EXERCISE:
In the comment on health care costs, what does the writer say part of their job is?

STUDY TEXT:
Your employer decided not to eat that insurance bill and pass it on to you.
Your employer could give you 100% paid for health insurance if they wanted to.
But they don't want to so they make you pay for a portion to keep their profits high.
Again, part of my job is to design health care cost ratios for payers.
There are hundreds of moving parts in the cost of care.
Drug companies need to look at the patient out of pocket expenses because you can charge a million dollars per pill but no one will buy it
Charge a dollar per pill and you won't be able to pay your staff.
Find a middle ground.
If the insurance company will foot the entire bill for the drug the charge as much as possible.
If the patient has a thousand dollar copay what percentage of the public can eat that cost?
Not many so you begin to slide down the scale and play with the ratios until you find an optimal amount that the insurance will pay and a good percentage of the patient base CAN pay then that is the amount you charge.
Many prescriptions go unfilled because the copay are too expensive.

EXTRACTED DATA:

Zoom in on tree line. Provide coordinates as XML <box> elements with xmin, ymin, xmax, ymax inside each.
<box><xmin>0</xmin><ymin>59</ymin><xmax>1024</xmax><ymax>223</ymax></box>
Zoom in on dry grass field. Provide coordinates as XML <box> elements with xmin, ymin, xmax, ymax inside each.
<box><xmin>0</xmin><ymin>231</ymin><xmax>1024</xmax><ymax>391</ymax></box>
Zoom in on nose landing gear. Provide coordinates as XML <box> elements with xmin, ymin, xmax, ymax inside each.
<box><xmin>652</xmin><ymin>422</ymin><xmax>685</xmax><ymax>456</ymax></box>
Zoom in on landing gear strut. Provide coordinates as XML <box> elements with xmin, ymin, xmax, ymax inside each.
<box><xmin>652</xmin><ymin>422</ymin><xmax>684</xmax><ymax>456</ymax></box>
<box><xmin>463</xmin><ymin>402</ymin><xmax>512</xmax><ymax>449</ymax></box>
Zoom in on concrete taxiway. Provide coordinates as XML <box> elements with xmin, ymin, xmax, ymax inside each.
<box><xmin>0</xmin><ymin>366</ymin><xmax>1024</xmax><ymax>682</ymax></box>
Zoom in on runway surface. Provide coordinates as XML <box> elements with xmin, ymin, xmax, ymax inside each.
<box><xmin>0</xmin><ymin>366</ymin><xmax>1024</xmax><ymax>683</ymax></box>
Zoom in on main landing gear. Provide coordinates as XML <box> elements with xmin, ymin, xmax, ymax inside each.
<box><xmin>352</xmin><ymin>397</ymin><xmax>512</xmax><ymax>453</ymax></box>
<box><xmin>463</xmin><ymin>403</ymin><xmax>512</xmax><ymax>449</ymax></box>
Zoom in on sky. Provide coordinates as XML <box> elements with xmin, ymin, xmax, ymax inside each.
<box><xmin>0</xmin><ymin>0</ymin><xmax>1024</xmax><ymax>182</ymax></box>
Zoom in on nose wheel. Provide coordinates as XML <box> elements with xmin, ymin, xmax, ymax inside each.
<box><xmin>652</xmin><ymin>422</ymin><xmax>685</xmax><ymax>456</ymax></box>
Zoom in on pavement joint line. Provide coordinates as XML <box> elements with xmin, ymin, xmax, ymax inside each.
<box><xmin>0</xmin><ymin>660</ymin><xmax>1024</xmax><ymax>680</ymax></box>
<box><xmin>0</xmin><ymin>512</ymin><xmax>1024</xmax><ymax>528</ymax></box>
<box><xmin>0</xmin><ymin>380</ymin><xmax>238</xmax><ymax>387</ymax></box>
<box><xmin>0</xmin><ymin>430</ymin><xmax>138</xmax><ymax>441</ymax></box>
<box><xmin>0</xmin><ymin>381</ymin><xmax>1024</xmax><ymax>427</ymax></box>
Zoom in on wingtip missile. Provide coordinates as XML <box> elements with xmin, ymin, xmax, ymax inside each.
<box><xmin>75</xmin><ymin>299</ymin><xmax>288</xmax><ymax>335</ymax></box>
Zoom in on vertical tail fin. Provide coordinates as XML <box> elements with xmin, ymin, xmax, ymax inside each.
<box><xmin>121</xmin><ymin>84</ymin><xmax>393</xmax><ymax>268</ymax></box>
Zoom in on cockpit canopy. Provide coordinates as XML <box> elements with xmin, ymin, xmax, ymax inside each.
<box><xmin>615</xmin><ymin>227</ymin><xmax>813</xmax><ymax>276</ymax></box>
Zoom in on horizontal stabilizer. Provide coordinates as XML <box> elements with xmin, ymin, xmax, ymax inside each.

PROBLEM SOLUTION:
Designing health care cost ratios for payers.